Point-based annotation data:
● ● ● ● ● ● ●
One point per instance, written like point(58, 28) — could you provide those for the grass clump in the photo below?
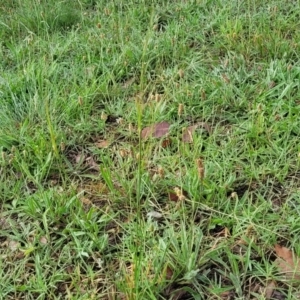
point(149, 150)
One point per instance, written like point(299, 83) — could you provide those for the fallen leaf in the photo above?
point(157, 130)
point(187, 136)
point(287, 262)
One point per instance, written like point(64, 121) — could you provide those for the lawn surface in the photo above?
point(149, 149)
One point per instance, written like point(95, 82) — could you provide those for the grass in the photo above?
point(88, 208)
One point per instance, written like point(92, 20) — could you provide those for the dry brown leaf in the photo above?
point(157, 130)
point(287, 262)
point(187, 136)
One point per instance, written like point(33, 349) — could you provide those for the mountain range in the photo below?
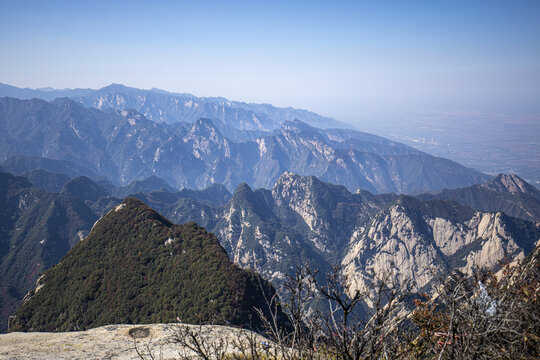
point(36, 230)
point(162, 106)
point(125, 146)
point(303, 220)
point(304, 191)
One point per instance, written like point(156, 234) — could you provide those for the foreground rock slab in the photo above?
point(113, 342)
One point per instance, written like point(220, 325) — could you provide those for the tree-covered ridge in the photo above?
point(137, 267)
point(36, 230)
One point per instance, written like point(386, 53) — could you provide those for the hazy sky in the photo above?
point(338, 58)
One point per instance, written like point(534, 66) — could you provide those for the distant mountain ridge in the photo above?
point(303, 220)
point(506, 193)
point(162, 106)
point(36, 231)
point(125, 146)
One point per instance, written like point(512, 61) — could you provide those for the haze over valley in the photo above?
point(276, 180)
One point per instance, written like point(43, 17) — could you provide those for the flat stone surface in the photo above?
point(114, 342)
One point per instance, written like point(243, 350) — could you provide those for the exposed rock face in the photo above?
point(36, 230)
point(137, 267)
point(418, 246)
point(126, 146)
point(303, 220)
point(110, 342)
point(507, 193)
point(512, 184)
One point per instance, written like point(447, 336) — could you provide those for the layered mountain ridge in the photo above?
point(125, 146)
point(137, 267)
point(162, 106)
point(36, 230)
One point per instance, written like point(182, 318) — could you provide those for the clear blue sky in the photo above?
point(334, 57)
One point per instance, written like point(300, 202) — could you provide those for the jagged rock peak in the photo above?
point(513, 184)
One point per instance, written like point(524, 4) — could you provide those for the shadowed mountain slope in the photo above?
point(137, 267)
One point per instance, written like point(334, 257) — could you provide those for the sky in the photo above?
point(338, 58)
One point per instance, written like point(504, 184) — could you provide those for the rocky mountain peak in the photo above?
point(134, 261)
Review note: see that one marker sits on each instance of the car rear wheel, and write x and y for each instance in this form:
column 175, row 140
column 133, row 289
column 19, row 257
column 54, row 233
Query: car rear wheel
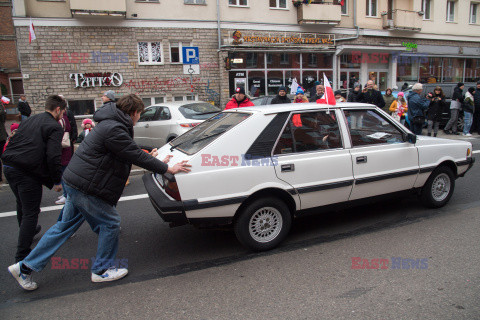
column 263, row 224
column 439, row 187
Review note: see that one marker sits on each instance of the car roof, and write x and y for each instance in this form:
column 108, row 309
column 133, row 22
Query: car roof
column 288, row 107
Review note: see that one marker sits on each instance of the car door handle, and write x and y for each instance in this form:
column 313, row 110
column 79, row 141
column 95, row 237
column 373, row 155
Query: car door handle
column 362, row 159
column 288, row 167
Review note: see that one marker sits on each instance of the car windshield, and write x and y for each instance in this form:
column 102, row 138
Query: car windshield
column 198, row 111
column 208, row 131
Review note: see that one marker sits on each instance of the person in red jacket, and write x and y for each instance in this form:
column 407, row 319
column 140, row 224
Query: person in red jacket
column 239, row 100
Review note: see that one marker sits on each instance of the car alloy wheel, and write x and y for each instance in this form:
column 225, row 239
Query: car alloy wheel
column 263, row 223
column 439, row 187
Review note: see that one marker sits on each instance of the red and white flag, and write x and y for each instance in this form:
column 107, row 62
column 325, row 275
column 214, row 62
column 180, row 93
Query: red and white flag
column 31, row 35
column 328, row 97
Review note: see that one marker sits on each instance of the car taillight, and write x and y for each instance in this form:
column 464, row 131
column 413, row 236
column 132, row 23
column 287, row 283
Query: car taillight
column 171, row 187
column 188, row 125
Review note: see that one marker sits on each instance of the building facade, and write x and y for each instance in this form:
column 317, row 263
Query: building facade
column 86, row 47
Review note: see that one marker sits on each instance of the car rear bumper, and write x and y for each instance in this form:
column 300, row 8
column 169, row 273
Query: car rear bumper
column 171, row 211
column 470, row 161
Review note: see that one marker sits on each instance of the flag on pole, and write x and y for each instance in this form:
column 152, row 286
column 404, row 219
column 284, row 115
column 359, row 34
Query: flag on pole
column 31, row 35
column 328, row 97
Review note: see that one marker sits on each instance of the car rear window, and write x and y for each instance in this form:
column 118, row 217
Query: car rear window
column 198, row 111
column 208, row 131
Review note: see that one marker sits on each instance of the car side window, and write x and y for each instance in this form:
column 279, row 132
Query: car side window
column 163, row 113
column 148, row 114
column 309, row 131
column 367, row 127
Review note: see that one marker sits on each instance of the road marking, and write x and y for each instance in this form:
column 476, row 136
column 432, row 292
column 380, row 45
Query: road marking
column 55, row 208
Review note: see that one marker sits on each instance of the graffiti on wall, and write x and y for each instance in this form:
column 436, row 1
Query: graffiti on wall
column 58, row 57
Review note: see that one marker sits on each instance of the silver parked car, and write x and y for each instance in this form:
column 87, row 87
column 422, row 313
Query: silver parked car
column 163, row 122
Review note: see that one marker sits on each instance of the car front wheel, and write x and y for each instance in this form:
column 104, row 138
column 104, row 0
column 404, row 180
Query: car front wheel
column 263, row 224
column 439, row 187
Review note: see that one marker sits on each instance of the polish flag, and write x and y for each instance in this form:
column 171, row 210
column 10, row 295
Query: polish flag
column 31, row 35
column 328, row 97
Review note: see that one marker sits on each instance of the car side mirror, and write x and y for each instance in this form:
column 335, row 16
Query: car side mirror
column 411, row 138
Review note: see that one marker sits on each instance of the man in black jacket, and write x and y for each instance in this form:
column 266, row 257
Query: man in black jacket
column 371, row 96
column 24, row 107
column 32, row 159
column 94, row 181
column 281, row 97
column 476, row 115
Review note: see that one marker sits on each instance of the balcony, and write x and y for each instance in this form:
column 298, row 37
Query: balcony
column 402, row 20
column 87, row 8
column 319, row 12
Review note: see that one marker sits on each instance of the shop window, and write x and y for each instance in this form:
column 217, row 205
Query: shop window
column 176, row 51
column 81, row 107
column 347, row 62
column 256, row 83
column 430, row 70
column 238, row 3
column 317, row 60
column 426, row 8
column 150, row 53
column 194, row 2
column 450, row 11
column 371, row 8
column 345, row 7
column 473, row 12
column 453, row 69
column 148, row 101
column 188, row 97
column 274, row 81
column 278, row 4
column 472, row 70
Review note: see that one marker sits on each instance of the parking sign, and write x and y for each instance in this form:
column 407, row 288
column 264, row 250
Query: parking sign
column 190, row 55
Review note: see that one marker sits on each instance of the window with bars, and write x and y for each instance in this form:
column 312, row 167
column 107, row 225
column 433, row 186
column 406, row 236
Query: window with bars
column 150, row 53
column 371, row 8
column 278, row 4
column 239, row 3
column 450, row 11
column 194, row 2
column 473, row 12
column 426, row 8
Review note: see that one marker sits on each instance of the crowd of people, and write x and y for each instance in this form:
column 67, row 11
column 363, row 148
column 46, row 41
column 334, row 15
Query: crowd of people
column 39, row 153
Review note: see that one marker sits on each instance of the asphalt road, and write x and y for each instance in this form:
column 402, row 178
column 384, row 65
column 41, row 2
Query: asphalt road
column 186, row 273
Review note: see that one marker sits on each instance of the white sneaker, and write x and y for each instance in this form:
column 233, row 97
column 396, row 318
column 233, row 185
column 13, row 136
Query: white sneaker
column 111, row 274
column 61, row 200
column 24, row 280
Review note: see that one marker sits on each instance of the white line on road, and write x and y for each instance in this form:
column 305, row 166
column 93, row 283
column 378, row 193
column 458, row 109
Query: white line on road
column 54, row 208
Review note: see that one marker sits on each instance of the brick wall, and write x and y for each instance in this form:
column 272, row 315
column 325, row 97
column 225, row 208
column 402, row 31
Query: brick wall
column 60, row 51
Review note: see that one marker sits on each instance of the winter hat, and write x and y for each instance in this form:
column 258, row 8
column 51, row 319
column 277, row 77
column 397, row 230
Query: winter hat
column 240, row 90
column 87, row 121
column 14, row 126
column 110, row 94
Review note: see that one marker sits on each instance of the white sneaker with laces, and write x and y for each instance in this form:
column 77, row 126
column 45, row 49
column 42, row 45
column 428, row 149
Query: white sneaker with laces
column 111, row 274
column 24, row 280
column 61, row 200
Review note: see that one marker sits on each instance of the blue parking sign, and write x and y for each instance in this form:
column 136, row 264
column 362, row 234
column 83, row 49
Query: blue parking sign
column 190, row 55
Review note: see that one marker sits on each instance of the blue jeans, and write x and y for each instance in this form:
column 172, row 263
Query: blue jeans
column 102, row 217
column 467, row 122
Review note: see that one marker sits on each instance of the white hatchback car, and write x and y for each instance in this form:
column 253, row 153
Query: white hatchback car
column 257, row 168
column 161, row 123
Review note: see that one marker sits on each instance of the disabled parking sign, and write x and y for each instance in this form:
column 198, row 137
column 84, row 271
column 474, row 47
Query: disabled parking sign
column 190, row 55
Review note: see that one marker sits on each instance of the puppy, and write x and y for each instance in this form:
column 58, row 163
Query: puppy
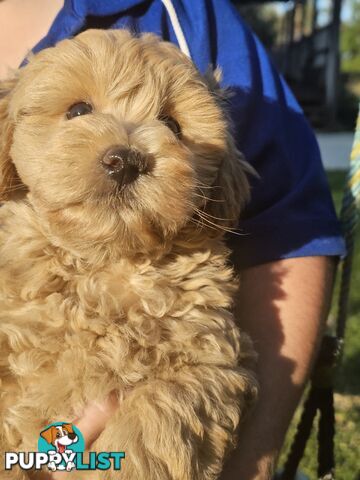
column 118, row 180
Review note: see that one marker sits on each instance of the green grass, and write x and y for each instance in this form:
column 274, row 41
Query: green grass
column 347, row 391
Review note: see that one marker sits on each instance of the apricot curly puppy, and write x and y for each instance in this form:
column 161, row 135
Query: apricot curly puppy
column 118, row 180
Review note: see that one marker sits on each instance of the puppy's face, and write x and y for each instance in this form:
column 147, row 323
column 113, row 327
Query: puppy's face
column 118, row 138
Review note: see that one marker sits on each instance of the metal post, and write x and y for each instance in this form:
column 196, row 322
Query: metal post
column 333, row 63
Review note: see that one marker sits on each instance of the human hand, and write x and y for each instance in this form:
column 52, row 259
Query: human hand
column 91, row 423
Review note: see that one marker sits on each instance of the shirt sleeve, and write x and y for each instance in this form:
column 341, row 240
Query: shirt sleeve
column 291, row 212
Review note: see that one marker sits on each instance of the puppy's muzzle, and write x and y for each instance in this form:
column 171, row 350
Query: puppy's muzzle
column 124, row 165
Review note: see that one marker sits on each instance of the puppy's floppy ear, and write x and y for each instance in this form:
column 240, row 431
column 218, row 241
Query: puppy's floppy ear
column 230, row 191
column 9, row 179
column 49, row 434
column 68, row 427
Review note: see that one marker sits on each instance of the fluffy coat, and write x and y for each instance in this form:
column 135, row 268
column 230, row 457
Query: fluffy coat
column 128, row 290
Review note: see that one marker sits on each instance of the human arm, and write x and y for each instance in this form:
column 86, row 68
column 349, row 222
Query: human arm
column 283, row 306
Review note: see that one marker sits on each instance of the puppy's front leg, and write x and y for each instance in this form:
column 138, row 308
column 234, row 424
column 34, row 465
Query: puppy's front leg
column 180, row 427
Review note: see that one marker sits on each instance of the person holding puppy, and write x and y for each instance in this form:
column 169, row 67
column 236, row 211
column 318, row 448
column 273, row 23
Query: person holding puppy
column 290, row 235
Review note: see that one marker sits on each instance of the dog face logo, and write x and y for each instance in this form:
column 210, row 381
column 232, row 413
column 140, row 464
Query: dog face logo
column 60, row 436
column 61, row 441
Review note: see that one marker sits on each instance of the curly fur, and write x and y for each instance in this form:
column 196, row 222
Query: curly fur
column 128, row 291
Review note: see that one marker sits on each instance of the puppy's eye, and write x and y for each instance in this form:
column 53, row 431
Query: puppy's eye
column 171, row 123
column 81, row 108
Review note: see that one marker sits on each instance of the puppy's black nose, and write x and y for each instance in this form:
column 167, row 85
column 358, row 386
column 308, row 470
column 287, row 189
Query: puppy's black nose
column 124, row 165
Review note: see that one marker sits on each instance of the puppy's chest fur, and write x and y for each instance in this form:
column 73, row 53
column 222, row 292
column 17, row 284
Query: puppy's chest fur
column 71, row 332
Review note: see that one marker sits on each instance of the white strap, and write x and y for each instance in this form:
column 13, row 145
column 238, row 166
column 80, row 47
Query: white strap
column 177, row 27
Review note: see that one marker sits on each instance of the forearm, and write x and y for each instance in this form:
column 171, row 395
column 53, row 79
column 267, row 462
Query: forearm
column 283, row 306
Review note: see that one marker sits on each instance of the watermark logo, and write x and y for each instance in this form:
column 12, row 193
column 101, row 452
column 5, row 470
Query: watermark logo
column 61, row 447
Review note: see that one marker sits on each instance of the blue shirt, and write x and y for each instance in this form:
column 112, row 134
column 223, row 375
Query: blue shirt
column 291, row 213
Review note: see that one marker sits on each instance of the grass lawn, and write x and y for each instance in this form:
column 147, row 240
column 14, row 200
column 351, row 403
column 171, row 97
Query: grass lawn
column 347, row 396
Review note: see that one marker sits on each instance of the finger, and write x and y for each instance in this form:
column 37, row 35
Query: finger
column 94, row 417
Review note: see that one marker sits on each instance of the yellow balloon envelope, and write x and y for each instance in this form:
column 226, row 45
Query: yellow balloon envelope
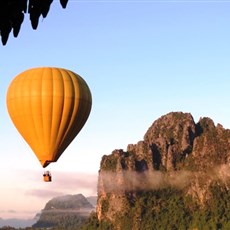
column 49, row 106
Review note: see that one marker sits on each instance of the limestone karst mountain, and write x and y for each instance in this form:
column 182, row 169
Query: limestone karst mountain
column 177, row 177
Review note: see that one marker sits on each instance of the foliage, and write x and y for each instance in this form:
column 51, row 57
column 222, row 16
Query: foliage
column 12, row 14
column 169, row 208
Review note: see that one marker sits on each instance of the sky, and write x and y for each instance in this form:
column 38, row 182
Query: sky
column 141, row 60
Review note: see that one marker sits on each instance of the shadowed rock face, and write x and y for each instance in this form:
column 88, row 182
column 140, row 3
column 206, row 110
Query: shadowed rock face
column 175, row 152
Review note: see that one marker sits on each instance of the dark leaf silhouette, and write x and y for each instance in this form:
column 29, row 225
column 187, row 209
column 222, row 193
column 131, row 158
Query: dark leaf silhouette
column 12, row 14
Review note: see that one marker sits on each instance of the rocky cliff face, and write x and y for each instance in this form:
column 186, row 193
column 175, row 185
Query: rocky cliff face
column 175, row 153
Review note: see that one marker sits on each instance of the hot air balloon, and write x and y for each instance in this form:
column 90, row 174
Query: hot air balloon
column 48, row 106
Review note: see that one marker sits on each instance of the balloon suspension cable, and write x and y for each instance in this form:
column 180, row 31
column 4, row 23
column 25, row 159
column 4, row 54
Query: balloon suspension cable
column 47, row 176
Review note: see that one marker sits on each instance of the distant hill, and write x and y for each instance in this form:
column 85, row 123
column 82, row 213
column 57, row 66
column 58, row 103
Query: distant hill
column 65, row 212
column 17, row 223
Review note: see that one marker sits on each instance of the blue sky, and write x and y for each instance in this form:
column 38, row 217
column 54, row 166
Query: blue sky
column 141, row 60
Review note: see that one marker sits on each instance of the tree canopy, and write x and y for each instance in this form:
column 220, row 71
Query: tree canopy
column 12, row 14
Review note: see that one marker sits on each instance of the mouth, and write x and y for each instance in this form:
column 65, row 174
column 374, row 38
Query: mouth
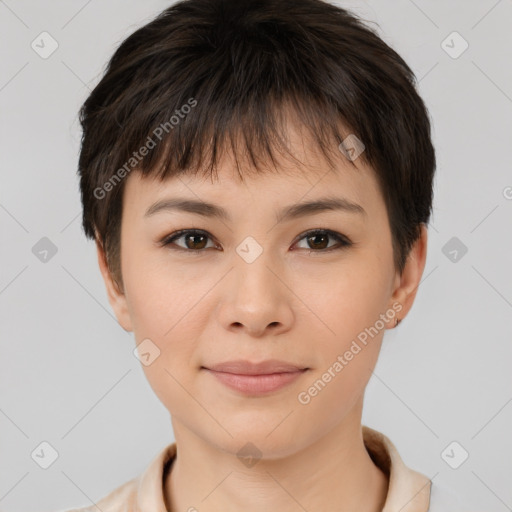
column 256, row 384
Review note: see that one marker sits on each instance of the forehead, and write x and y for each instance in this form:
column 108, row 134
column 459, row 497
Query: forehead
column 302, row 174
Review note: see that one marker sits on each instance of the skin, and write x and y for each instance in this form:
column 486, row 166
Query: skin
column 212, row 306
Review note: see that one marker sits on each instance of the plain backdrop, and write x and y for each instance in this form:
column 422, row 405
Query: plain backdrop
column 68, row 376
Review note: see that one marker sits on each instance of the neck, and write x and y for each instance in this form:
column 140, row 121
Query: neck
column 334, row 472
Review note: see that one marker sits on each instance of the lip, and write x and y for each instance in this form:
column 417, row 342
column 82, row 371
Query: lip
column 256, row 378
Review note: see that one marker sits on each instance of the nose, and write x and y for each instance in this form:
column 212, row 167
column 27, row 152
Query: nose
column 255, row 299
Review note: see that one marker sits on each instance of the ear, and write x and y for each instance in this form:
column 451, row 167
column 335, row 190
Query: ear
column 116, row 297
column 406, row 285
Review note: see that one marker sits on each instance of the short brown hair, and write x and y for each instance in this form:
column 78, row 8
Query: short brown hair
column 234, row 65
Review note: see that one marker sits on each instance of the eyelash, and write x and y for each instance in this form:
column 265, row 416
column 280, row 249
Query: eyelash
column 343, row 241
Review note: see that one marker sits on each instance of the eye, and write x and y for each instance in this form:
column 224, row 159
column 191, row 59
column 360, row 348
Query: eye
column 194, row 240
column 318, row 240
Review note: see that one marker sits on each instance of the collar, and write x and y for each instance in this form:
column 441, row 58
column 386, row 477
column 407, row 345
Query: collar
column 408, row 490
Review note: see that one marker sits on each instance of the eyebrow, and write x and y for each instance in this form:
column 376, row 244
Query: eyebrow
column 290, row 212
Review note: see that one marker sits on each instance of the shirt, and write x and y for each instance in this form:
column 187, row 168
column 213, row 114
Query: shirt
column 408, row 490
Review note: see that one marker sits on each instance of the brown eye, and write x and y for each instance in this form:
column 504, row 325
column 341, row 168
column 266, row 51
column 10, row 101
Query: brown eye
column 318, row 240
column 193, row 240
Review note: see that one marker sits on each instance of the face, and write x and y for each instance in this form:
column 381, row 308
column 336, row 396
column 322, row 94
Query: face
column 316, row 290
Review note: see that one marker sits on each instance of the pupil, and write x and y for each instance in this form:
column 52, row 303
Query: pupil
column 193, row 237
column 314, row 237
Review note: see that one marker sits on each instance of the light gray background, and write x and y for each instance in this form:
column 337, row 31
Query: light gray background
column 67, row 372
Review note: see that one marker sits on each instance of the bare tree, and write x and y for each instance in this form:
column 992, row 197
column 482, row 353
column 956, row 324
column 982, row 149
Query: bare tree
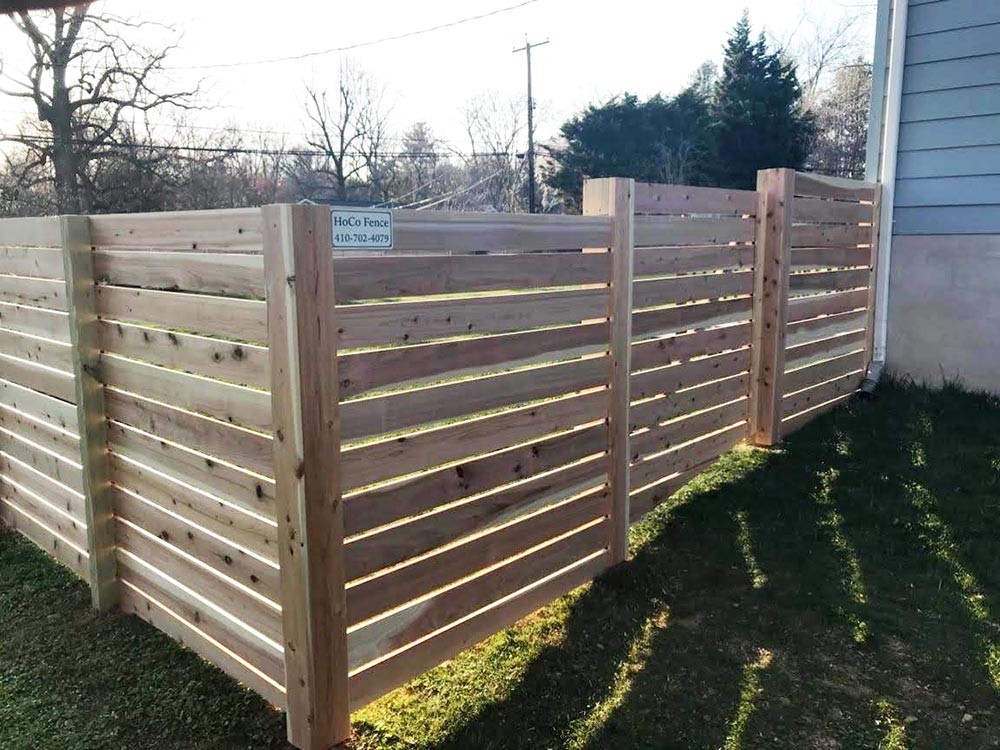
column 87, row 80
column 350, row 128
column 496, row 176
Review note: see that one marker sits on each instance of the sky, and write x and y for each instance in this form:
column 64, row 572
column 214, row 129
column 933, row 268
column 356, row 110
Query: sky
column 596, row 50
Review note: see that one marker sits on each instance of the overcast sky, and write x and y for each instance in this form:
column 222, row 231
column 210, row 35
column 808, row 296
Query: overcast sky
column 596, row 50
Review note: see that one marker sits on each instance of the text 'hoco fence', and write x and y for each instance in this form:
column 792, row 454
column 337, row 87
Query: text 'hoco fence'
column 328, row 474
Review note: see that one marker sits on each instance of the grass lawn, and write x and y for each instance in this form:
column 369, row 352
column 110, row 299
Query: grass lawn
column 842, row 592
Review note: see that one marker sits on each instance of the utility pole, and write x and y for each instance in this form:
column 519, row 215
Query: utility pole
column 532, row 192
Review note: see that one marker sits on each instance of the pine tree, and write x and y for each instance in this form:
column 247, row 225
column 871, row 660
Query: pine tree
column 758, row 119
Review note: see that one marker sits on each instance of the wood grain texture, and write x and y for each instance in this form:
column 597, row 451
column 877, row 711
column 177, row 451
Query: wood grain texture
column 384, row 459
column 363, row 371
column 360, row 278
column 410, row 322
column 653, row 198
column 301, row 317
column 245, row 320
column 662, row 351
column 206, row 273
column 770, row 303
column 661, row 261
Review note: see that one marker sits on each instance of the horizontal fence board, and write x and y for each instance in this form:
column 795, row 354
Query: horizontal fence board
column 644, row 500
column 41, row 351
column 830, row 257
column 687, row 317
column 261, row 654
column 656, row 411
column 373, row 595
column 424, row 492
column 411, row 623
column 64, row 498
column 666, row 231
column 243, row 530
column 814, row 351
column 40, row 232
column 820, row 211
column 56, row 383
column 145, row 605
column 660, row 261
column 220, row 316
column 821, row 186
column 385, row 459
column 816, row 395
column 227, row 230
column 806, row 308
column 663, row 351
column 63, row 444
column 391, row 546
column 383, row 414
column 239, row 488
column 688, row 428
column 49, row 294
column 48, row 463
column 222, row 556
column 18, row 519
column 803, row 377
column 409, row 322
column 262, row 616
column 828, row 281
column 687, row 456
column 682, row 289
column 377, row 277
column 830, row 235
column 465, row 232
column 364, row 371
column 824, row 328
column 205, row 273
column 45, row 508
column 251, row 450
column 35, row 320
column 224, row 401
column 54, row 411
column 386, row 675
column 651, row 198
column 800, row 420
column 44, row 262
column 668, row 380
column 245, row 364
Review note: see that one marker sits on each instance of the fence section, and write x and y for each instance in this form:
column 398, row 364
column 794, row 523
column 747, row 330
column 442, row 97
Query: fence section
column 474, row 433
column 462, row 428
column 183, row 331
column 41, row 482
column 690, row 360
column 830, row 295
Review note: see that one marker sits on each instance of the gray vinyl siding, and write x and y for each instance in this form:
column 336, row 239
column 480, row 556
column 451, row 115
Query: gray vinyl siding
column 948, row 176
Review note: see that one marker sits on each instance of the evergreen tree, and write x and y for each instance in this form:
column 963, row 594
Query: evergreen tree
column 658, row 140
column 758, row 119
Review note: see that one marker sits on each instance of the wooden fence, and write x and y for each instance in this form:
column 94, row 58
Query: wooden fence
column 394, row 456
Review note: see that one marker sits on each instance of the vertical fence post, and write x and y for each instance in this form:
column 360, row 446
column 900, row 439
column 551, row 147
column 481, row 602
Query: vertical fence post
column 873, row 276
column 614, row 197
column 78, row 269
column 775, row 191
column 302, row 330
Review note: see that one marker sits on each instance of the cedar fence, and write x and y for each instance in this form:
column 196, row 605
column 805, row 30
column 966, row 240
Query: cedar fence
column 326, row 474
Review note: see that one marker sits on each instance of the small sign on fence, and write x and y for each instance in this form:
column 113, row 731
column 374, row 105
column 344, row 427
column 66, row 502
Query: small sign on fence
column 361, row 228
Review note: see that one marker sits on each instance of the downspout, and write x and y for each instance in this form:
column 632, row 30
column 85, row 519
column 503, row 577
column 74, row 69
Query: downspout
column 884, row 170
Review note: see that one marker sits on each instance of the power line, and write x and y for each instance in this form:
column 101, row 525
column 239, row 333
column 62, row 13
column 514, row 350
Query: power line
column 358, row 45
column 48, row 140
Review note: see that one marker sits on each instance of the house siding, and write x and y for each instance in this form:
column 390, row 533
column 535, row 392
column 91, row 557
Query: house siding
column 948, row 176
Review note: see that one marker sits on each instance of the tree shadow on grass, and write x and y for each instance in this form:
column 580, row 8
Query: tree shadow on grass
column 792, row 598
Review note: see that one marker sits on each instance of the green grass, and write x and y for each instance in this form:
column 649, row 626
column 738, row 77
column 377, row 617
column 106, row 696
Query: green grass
● ● ● ● ● ● ●
Exercise directions: Find the line containing "of the power". Reproduce it exactly, along with every line after it through the last.

Result of the exercise:
Review note: see that one marker sits on each instance of the power line, and write x and y for each instance in this form:
column 101, row 525
column 239, row 333
column 62, row 13
column 514, row 350
Query: power line
column 358, row 45
column 48, row 140
Review note: see that one marker sits on each instance of the house siding, and write x and y for each instance in this form:
column 390, row 533
column 535, row 392
column 91, row 557
Query: house siding
column 948, row 176
Review note: see that one marker sits on each instance of the tree shadow on grass, and write x and y for each instance in this form:
column 580, row 8
Query: tree shadow on grass
column 792, row 598
Review note: see that one marker sits on each instance of the green grass, and write x and y for each instance in this form:
column 649, row 626
column 738, row 77
column 377, row 617
column 106, row 696
Query: green grass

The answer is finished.